EXTRACT PROVIDED:

━━━━

I'm pretty sure Prokofiev's works are still under copyright in the US because they come up on audition lists all the time and the parts are impossible to get. You have to find someone who, ummm, memorized the rental part. Then you have to, ummm, memorize it from him. Yeah. That's it.

The scores, though, should be easy to find at low prices.

rgames


----------



## Zei (Sep 9, 2010)

I was always under the impression that, in the US, it's 70 years after the composers death.


----------



## nikolas (Sep 9, 2010)

This IS interesting, and sorry for derailing further the thread. Perhaps we should make a new one.

We (a lot of us) are pros, working in the world of music, and yet we don't know much about copyrights etc. I'm not too certain that something won't come up (for example I have been asked to take inspiration from pomp and circumstance, which I did, and found out later that the copyrights expired in 2004... It seems risky to say the least).

On Prokofiev, one of the first works I heard was the cantata for the commemoration of the 20th aniversery of the Octobrian Revolution. It's just fabulous!


----------



## bryla (Sep 10, 2010)

Isn't the PD date calculated by which country the composer was from? Say a russian composer is PD when russian law makes him, and not when US does?


----------



## dcoscina (Sep 10, 2010)

Someone should call James Horner and tell him he owes the Prokofiev estate a crapload of royalties then. Seriously. 

p.s. I still like Horner.


----------



## nikolas (Sep 10, 2010)

Everyone: Dave said about horner, not me! :D (since I have a past about exactly that issue... :D)

On Prokofiev, yet again. While I adore him, I can't help feeling that his latest works (especially War and Peace and the last 2 symphonies) seem very... succumbed to the USSR idea(l)s. The same amount of anti-comfortism that was vital for Prokofiev's music seems to have gone in reverse... At least it seems to me.

and, btw, my favorite piano concerto is no. 2 in G minor! Such a fabulous work of art! And created for his final piano exams out of the conservatory. Witty fellow!


----------

━━━━

PROBLEM SET:
1) In the forum thread, which piano concerto does nikolas call his favorite?
2) List every Prokofiev work that the forum thread mentions by name or description.
The material that follows the forum thread can be left aside; nothing here depends on it.

GIVEN INFORMATION:
━━━━

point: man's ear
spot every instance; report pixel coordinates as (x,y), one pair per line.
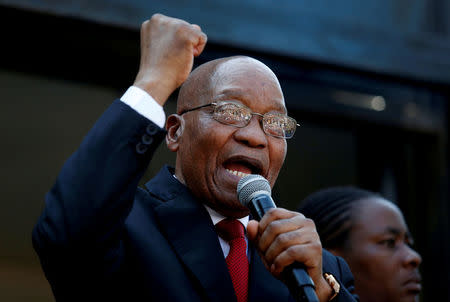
(175,128)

━━━━

ANSWER LIST:
1) Piano Concerto No. 2 in G minor.

2)
- The cantata for the commemoration of the 20th anniversary of the Octobrian Revolution
- War and Peace
- The last 2 symphonies
- Piano Concerto No. 2 in G minor